Convert every line of the material below into a Markdown table with the columns Row and Line, numbering the rows consecutively. Omit blank lines and pictures.
● ● ● ● ● ● ●
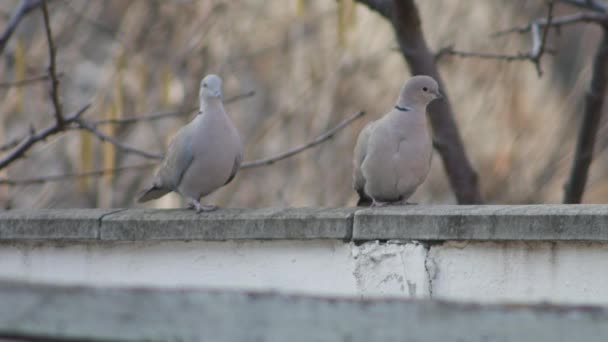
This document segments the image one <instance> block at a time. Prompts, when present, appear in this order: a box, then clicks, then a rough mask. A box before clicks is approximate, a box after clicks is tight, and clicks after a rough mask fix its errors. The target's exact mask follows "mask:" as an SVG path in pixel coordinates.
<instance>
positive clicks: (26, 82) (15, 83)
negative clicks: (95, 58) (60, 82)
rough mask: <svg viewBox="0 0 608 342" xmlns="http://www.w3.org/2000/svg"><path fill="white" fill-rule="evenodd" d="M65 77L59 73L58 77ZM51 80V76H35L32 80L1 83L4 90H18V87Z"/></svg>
mask: <svg viewBox="0 0 608 342" xmlns="http://www.w3.org/2000/svg"><path fill="white" fill-rule="evenodd" d="M62 76H63V74H62V73H58V74H57V77H59V78H61V77H62ZM48 79H49V75H40V76H34V77H30V78H26V79H24V80H20V81H14V82H0V89H2V88H16V87H25V86H28V85H31V84H34V83H37V82H40V81H46V80H48Z"/></svg>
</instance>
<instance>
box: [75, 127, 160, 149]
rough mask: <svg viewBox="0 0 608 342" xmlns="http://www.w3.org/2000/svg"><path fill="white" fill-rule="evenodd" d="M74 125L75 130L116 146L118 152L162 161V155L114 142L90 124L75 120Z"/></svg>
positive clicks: (110, 138)
mask: <svg viewBox="0 0 608 342" xmlns="http://www.w3.org/2000/svg"><path fill="white" fill-rule="evenodd" d="M76 123H77V127H76V129H84V130H86V131H88V132H90V133H92V134H93V135H94V136H96V137H97V138H98V139H99V140H101V141H105V142H108V143H110V144H112V145H114V146H116V147H117V148H118V149H119V150H123V151H124V152H127V153H132V154H136V155H139V156H142V157H144V158H148V159H163V155H162V154H157V153H150V152H146V151H142V150H139V149H137V148H134V147H131V146H128V145H125V144H123V143H121V142H120V141H118V140H116V139H115V138H113V137H111V136H109V135H107V134H105V133H103V132H101V131H100V130H98V129H97V128H95V126H93V124H90V123H88V122H86V121H85V120H76Z"/></svg>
● ● ● ● ● ● ●
§ EXERCISE OUTPUT:
| Row | Line |
|---|---|
| 1 | This document segments the image one <instance> block at a time. Prompts, when present, appear in this order: a box, then clicks, then a rough mask. A box before clicks is approximate, a box after clicks is tight, and clicks after a rough mask fix its errors. The target's exact mask follows "mask:" as an SVG path in pixel coordinates. |
| 2 | <instance> |
| 3 | positive clicks: (26, 82) (15, 83) |
| 4 | negative clicks: (95, 58) (60, 82) |
| 5 | rough mask: <svg viewBox="0 0 608 342" xmlns="http://www.w3.org/2000/svg"><path fill="white" fill-rule="evenodd" d="M65 77L59 73L58 77ZM51 80V76H35L32 80L1 83L4 90H18V87Z"/></svg> |
| 6 | mask: <svg viewBox="0 0 608 342" xmlns="http://www.w3.org/2000/svg"><path fill="white" fill-rule="evenodd" d="M62 76H63V74H62V73H58V74H57V77H59V78H61V77H62ZM48 79H49V75H40V76H34V77H30V78H26V79H24V80H20V81H14V82H0V89H2V88H16V87H25V86H28V85H31V84H34V83H37V82H40V81H46V80H48Z"/></svg> |
| 7 | </instance> |
| 8 | <instance> |
| 9 | box: [75, 127, 160, 149] |
| 10 | rough mask: <svg viewBox="0 0 608 342" xmlns="http://www.w3.org/2000/svg"><path fill="white" fill-rule="evenodd" d="M74 125L75 130L116 146L118 152L162 161V155L114 142L90 124L75 120Z"/></svg> |
| 11 | positive clicks: (110, 138) |
| 12 | mask: <svg viewBox="0 0 608 342" xmlns="http://www.w3.org/2000/svg"><path fill="white" fill-rule="evenodd" d="M76 123H77V127H76V129H84V130H86V131H88V132H90V133H92V134H93V135H94V136H96V137H97V138H98V139H99V140H101V141H105V142H108V143H110V144H112V145H114V146H116V147H117V148H118V149H119V150H123V151H124V152H127V153H132V154H136V155H139V156H142V157H144V158H148V159H163V155H162V154H157V153H150V152H146V151H142V150H139V149H137V148H134V147H131V146H128V145H125V144H123V143H121V142H120V141H118V140H116V139H115V138H113V137H111V136H109V135H107V134H105V133H103V132H101V131H100V130H98V129H97V128H95V126H93V124H90V123H88V122H86V121H85V120H76Z"/></svg> |